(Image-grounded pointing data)

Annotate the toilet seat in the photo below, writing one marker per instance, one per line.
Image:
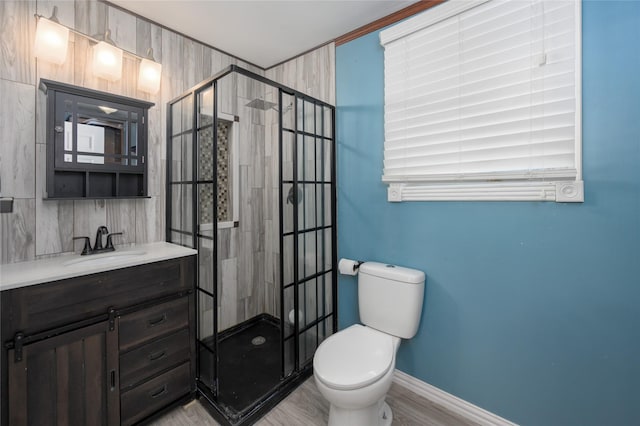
(353, 358)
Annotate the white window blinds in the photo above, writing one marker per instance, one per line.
(483, 91)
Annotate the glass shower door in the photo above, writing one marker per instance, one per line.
(308, 228)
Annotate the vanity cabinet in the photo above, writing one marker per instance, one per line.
(66, 379)
(108, 348)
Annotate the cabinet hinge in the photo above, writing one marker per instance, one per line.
(112, 319)
(17, 347)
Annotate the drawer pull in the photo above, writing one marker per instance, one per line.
(159, 392)
(153, 323)
(158, 355)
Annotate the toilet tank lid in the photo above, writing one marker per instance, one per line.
(392, 272)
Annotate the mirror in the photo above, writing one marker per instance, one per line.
(96, 144)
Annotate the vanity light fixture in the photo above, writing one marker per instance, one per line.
(52, 39)
(149, 75)
(107, 59)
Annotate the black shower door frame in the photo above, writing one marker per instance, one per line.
(194, 236)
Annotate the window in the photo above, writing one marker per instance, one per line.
(482, 102)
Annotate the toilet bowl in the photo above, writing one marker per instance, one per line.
(353, 368)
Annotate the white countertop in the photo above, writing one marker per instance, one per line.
(22, 274)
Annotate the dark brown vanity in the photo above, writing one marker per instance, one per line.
(111, 347)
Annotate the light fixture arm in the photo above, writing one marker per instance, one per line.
(106, 37)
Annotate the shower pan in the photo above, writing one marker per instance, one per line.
(251, 186)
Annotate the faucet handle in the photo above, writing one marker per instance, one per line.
(87, 245)
(109, 242)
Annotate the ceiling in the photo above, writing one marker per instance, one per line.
(263, 32)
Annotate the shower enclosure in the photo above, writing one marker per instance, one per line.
(251, 186)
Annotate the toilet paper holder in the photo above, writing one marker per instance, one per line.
(356, 266)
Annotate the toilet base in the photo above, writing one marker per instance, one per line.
(378, 414)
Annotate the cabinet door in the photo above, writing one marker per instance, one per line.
(70, 379)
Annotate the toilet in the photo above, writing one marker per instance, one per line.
(353, 368)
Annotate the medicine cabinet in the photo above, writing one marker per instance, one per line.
(96, 143)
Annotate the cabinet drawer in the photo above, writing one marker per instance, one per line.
(154, 357)
(147, 324)
(149, 397)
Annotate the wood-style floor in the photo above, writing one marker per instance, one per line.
(306, 407)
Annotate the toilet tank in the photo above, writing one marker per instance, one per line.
(390, 298)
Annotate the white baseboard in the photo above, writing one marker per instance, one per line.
(452, 403)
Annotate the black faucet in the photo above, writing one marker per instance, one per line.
(102, 230)
(97, 246)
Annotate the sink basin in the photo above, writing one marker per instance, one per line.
(105, 258)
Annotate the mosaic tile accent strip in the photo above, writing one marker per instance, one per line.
(224, 213)
(224, 167)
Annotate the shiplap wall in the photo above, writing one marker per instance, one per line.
(39, 228)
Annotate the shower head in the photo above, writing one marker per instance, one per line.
(261, 104)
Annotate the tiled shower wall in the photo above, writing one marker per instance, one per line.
(39, 228)
(312, 74)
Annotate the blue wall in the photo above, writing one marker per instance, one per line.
(532, 310)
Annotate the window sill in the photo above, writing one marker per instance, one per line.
(560, 191)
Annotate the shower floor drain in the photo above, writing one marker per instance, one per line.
(258, 340)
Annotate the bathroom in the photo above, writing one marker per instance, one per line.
(530, 307)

**YOUR OBJECTIVE:**
The response has to be an exact copy of all the data, pictures excluded.

**EXERCISE RESULT:**
Annotate the toilet seat in the photo below, writing one marker per instance, one per line.
Image:
(353, 358)
Annotate the white window blinds in the photo above, writing one marker per instance, one per line.
(483, 91)
Annotate the glass shower door in the photo above, writing one marker per instance, one per line.
(308, 228)
Annotate the vanity cabinet in the photo above, writing one marker per instance, one per line.
(66, 379)
(108, 348)
Annotate the cabinet hinge in the photo above, writing one marker per instance, one per line.
(112, 319)
(17, 347)
Annotate the drawer pull in the photo above, writing one marker per instance, one per line.
(159, 392)
(153, 323)
(158, 355)
Annotate the toilet tank lid in the photo above, writing one marker per instance, one per line.
(392, 272)
Annotate the mirror in the photo above, writing one marker per instance, one per line.
(96, 144)
Annotate the vanity light fixture in the photo above, writing one marker per instance, one per line.
(52, 39)
(149, 75)
(107, 59)
Annotate the black shower door frame in the photo above, writing one marker per instance, one per line.
(194, 236)
Annotate the window in the photo above, writing one marker per instance, one per line.
(482, 102)
Annotate the toilet bowl in the photo above, writing one marker per instance, one per line.
(353, 368)
Annotate the white countertop in the photo above, writing one marker per instance, one per line.
(22, 274)
Annotate the dark brown vanity in the photo above, writing one marker per instance, one per line.
(111, 347)
Annotate the light fixture arm in the photo above, writing one marker per instance, one per line.
(106, 37)
Annotate the shower pan in the photo above, writing one marker per instance, one per line.
(251, 186)
Annotate the faucet handle in the photo above, writing one marker per instance, one per line.
(87, 245)
(109, 242)
Annotate the ceiling in the photo above, writing one marker per instance, one per line.
(263, 32)
Annotate the shower enclosure in the photo above, writing one marker per instance, one per line.
(251, 186)
Annotate the toilet paper holder in the photo above, writing one marker per instance, one per line.
(356, 266)
Annotate the toilet base in the photo above, writing one marker per instance, one per line.
(378, 414)
Annotate the cabinet door in the photo above, writing one marker per instance, one per line.
(70, 379)
Annotate the toilet in the photo above, writing one marker per instance, one per line.
(353, 368)
Annotate the medicine cabinet in the photo above, writing one marker per instance, one per line.
(96, 143)
Annotate the cabinet drawer in the photo above, writing one marker per instance, one per line.
(154, 357)
(147, 324)
(149, 397)
Annotate the wood-style floor in the photo above, writing one marker per instance, one per line.
(306, 407)
Annotate the toilet tank in the photo above, writing one marker per instance, one per line.
(390, 298)
Annotate the white baseboard in the photo above, writing one marker per instance, one per line.
(452, 403)
Annotate the black faucet in the photo above, writing one marker per instance, one per line.
(102, 230)
(97, 246)
Annotate the sink basin in the photo above, writing one marker per instance, one per line.
(105, 258)
Annotate the mosaic tile accent strip in the photo above, writing one marker per instance, one per line.
(224, 213)
(224, 167)
Annotate the shiplap wall in the photo above, writing one marker per instance, one per line.
(39, 228)
Annotate the shower head in the photo above, writing one marker per instance, one per line.
(261, 104)
Annotate the tiled shower wall in the photo above, writing one marker per instance, one per line.
(39, 228)
(312, 74)
Annotate the blue wall in the photo above, writing one marker per instance, one per line.
(532, 310)
Annotate the window sill in the photo above, writing one marker per instance, one per line.
(560, 191)
Annotate the shower floor drain in the photo above, writing one marker per instance, one per line.
(258, 340)
Annotate the bathroom in the photo above, writing one marker per instance, one per line.
(530, 307)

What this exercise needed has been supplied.